> **EXERCISE DIRECTIONS**: Can you quote the lines below exactly, starting at the line with "If you could locate the coastline" and going through the last one?

BEGIN

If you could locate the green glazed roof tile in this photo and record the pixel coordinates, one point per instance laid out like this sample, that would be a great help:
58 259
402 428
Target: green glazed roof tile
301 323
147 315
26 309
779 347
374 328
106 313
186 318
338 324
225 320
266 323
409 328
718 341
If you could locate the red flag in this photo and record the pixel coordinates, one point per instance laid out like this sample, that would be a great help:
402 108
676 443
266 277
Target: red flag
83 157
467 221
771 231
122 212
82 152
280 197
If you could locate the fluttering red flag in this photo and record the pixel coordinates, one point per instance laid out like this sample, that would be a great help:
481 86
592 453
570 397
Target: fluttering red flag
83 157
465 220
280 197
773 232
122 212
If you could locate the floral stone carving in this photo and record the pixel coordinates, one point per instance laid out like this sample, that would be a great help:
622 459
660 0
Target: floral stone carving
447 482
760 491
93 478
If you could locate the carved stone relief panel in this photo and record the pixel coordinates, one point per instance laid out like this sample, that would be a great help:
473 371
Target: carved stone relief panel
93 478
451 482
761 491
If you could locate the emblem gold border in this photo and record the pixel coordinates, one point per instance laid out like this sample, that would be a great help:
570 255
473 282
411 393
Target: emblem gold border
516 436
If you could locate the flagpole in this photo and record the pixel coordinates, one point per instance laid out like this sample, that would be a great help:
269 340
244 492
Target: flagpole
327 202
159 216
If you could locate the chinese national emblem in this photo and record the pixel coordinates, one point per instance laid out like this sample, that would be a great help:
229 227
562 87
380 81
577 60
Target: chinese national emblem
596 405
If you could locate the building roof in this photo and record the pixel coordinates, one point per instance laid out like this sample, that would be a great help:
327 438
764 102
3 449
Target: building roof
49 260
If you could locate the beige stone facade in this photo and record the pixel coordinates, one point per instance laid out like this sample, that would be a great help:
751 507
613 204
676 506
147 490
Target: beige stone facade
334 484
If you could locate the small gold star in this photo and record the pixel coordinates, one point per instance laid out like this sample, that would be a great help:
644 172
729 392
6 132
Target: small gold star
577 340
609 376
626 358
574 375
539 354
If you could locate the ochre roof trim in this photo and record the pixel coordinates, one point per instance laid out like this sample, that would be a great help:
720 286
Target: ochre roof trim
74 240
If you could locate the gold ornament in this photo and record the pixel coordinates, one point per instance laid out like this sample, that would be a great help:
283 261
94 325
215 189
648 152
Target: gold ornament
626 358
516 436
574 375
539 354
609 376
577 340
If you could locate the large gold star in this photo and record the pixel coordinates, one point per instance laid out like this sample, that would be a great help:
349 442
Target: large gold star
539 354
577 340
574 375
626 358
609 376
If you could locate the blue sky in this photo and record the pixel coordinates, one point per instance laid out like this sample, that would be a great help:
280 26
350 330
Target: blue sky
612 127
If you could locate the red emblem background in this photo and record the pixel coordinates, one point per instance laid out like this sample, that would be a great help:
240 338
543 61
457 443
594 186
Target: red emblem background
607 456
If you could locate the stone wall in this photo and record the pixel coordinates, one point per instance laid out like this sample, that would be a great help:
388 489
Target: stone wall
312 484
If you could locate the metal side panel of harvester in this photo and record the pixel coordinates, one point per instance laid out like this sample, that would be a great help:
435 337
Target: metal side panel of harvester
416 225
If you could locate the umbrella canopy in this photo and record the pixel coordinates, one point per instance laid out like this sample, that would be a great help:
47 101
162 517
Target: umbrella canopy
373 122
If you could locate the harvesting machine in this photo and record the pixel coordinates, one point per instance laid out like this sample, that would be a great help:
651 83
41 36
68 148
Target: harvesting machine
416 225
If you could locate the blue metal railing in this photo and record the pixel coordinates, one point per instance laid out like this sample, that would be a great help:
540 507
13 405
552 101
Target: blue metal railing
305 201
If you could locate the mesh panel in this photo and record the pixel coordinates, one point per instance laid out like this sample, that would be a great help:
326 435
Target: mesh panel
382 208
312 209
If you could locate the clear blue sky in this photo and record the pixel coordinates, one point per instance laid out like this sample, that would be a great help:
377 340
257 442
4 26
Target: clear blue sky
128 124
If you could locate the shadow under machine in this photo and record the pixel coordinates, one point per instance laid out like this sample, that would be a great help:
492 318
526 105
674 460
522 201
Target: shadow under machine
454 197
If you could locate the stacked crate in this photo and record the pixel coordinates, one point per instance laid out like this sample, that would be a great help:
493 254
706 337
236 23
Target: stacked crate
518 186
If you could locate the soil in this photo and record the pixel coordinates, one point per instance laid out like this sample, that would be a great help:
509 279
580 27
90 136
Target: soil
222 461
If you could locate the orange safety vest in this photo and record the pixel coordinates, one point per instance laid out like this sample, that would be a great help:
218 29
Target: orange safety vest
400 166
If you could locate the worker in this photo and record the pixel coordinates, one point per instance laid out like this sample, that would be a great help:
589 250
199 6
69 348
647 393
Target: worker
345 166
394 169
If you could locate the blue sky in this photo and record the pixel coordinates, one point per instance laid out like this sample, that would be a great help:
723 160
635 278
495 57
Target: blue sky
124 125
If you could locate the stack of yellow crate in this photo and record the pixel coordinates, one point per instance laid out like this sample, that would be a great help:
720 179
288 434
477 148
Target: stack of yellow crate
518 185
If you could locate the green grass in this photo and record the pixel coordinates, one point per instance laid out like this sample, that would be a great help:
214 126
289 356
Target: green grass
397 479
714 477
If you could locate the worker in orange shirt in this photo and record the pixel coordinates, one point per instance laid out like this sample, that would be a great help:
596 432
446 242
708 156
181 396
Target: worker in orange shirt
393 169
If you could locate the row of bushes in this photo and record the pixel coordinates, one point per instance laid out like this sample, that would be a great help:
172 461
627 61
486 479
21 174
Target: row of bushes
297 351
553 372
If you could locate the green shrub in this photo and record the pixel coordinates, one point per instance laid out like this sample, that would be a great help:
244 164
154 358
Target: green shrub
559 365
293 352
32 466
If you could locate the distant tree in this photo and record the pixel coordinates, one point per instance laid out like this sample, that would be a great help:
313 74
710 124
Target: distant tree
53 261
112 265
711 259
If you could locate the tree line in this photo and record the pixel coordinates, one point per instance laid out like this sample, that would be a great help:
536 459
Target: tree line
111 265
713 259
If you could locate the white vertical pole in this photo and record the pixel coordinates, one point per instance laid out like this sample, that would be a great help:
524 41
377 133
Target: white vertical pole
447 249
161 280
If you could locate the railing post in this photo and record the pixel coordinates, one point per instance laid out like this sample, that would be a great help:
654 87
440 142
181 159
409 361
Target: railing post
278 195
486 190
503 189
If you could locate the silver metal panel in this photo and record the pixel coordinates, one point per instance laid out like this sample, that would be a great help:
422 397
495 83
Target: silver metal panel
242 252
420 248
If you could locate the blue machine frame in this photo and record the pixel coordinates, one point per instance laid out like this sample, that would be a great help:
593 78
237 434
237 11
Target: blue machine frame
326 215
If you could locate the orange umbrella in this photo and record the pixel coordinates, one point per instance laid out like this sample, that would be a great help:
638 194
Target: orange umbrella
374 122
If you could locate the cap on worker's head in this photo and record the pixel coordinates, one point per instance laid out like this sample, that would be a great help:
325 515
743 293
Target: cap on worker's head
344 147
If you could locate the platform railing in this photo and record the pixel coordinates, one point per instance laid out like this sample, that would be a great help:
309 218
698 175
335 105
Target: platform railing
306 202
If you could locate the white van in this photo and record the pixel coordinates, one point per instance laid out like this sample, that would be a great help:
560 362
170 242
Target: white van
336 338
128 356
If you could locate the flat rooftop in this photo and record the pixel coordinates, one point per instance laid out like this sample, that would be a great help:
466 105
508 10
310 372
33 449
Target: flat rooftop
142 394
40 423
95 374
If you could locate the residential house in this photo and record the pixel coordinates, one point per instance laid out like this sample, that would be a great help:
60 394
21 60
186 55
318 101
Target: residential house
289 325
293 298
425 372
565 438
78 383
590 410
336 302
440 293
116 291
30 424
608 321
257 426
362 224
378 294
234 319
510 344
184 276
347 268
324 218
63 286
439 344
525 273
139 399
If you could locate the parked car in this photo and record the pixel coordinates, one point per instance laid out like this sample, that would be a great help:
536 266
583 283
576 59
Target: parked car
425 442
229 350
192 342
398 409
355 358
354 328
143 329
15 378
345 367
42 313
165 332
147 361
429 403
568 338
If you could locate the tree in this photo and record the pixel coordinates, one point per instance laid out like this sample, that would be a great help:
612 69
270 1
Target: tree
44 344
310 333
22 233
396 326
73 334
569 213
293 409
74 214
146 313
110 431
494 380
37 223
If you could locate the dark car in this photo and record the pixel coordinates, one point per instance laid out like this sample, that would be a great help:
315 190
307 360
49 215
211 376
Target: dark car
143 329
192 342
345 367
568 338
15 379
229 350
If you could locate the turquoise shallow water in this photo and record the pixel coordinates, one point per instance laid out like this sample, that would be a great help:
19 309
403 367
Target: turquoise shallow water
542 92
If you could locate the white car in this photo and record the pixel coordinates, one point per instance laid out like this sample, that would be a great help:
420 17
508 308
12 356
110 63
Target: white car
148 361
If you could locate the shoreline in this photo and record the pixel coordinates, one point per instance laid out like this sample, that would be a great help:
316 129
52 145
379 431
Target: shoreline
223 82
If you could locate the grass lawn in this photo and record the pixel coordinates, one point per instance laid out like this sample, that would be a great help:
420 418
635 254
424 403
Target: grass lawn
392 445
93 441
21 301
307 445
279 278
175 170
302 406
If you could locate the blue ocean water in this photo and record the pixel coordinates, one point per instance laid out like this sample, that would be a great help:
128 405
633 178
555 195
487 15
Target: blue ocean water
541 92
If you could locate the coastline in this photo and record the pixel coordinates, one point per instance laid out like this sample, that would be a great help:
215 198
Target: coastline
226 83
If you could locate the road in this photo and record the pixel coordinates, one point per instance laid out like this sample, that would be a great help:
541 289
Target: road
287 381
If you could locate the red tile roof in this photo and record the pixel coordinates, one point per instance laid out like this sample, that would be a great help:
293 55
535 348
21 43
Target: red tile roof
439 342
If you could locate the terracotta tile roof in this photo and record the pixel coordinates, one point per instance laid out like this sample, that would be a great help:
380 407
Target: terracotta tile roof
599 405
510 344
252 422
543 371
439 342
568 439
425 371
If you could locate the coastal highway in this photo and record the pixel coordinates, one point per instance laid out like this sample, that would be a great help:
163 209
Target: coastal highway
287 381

END

> **EXERCISE RESPONSE**:
If you could locate the coastline in this photo and record the pixel coordinates, one point per instance laid out like this sample, that would be a great help:
215 198
Target: coastline
226 83
If you could locate the road in this photo and record the pixel coordinates, one point per instance laid out like this sample, that would be a great help:
541 289
Target: road
287 381
If you could locate the red tile roof in this photo and record the pixel coordinates, one point per instance laid out like this sample, that would be a great help:
293 55
535 348
21 43
Target: red tile roof
439 342
If you could locate the terracotta tile roof in this photo and record the pixel coordinates, one point per instance laid out like this sample, that would be a great help:
380 407
Target: terracotta tile roof
599 405
510 344
252 422
543 371
439 342
568 439
425 371
If you could locate the coastal highway in this photo and record the pixel coordinates, one point per instance laid out like this sample, that would be a great help:
163 209
Target: coastal highway
287 381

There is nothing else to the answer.